* [WHAT IS BEING ASKED]:
Would you write out the data below exactly, with every line intact?

Point localization data
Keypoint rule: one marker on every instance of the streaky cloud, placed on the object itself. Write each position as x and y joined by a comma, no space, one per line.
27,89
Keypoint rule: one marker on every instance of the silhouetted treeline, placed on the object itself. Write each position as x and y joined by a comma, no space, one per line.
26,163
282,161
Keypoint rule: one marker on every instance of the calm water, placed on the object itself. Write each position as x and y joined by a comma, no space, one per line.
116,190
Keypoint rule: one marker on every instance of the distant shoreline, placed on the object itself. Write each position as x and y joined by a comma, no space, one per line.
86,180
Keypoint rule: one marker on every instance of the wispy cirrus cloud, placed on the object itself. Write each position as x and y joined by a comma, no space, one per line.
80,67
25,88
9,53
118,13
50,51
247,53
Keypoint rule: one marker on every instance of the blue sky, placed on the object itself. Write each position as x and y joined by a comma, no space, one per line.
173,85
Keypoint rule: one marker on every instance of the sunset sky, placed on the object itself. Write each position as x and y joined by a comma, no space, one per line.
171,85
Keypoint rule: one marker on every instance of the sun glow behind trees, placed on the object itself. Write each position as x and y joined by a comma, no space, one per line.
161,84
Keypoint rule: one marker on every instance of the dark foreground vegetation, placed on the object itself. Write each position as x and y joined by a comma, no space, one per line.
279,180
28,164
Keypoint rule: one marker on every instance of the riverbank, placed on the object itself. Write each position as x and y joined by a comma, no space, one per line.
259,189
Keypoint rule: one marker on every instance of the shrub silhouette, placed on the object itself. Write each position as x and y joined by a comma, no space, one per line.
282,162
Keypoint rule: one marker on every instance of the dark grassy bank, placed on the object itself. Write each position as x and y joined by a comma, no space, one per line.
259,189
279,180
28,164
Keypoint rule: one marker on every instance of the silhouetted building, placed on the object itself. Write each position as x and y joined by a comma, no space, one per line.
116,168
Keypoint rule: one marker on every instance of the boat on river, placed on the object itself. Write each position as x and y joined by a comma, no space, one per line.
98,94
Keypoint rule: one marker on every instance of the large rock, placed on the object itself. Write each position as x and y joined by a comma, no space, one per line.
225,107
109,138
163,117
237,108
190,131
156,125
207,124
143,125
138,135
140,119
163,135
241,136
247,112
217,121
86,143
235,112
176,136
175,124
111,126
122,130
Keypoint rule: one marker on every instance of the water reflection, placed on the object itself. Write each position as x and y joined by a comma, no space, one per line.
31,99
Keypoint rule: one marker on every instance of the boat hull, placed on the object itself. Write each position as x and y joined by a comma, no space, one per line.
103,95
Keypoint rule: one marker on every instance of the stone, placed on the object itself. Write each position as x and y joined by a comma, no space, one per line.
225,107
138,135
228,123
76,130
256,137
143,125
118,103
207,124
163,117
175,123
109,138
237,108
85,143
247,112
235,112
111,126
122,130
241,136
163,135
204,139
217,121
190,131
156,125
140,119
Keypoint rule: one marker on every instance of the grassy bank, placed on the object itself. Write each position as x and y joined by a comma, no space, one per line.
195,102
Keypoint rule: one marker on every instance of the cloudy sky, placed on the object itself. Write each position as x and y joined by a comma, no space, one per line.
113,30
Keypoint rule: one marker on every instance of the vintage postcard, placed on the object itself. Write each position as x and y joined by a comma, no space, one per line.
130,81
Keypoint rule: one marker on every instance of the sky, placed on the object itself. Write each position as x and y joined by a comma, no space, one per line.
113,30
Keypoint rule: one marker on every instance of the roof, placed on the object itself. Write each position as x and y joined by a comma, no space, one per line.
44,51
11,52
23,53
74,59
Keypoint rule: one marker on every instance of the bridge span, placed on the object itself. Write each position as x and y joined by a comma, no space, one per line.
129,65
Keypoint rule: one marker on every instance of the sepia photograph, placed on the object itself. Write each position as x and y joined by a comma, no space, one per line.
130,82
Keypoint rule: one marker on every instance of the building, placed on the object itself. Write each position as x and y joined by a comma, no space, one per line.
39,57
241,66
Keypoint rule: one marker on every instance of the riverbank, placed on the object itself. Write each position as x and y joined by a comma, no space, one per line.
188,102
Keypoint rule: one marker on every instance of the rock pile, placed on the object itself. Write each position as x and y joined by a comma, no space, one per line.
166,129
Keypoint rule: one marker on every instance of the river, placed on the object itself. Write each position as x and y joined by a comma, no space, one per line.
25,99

* [TASK RESPONSE]:
Keypoint rule: one marker on every instance of the streaky cloud, placed on the object itself. Write each position as x and y joined by a comma, no space, one per line.
27,89
Keypoint rule: one marker on every instance of the silhouetted treeline, placed on the object itself. Write each position as x and y joined by a comma, no space, one per line.
26,163
282,161
Keypoint rule: one marker on every instance of the calm water, placed on the object itself. Write each position as x and y joined by a comma, no space, one per line.
116,190
Keypoint rule: one marker on every instance of the distant shoreline, placed on the object itself. Write each position as x and y joined by a comma, no space, one per line.
86,180
Keypoint rule: one marker on every instance of the wispy cirrus cloud, placed on the object itself. Write each position as x and y joined by a comma, no space, one per line.
80,67
25,88
9,53
118,13
50,51
247,53
Keypoint rule: one marker on every instance of the blue sky, placed on the object itself. Write each position as x and y joined by a comma, no space, one per line.
173,85
Keypoint rule: one marker on every instance of the sunset sky, placed on the object itself. Write each position as x and y joined by a comma, no space, one per line.
171,85
Keypoint rule: one marker on every instance of the sun glow behind trees, placed on the object itself. Write each position as x and y joined by a comma, no space, one per line.
161,84
Keypoint rule: one marker on every instance of the dark foreground vegetation, placed on the object itself. Write each position as x and y joined by a comma, no space, one per line.
279,180
28,164
Keypoint rule: one marker on every instance of the riverbank, placed on the object itself. Write each position as x and y joined by a comma, no space, one per line.
259,189
Keypoint rule: one marker on every instance of the shrub silhouette, placed on the object itself. Write each position as x and y joined by a comma, no space, one per line.
282,162
Keypoint rule: one marker on every instance of the dark grassy bank, placed on the object itself. Write each position as x and y joined by a comma, no space, one per line.
259,189
279,180
28,164
Keypoint rule: one marker on every instance of the silhouetted building, placed on the object itself. Write each position as x and y joined by a comma, no space, one per line.
116,168
Keypoint rule: one marker on every instance of the boat on river, placed on the object itself. Write each position as x and y joined by a comma, no space, one per line.
98,94
Keypoint rule: one marker on every instance of the large rock, placed on the object itself. Write each position as x and y joined by a comma, no space, one per line.
225,107
109,138
163,117
237,108
190,131
156,125
207,124
143,125
138,135
140,119
163,135
241,136
247,112
217,121
86,143
235,112
176,136
175,124
111,126
122,130
Keypoint rule: one marker on every instance of the water reflection, placed on the object itself. Write each position as x and y joined by a comma, no space, one per line.
31,99
Keypoint rule: one marker on every instance of the boat hull, placed on the object itself. Write each position as x and y joined by a comma, no space, one per line.
103,95
Keypoint rule: one marker on every instance of the stone, placed on the object itself. Write each position as x and y joined by a comma, no space, one per line.
225,107
138,135
228,123
76,130
256,137
143,125
118,103
207,124
163,117
175,123
109,138
237,108
85,143
247,112
235,112
111,126
122,130
241,136
163,135
204,139
217,121
190,131
156,125
140,119
Keypoint rule: one marker on every instance of the grassy bank, placed on the object itself. Write each position as x and y joined by a comma, no space, one per line.
195,102
Keypoint rule: one marker on every instance of the cloudy sky, placed on the object itself. Write each position as x and y joined by a comma, no space, one per line.
113,30
Keypoint rule: one marker on every instance of the vintage postcard, placed on the object itself. Write each position as x and y joined by a comma, no space, one per line.
130,81
Keypoint rule: one marker on every instance of the sky, placed on the object itself. Write each position as x and y joined by a comma, no space, one per line.
113,30
Keypoint rule: one marker on every instance of the roof, placed on the object itself. Write each position as x and y joined by a comma, no space, one per line.
44,51
11,52
23,53
74,59
Keypoint rule: one marker on every instance of the bridge span, placed on the object itself. Write each position as x and y joined by a comma, no space, one per line.
129,65
Keypoint rule: one marker on every instance of the sepia photograph, placed on the object itself. Write each position as x and y joined by a comma, no space, one per line.
130,82
Keypoint rule: one marker on every instance of the building, placed on the object itself. Write each position as x and y joined by a comma, no space, one per line.
39,57
241,66
Keypoint rule: one marker on every instance of the riverbank, placed on the object itself. Write each position as x and y joined by a comma, no space, one per line.
188,102
Keypoint rule: one marker on every instance of the rock pile, placed on the object itself. Write each position as x and y joined by a comma, no space, one per line.
166,129
Keypoint rule: one marker on every instance of the river, placed on the object itself. Write each position as x and y joined by a comma, no space, one per line.
25,99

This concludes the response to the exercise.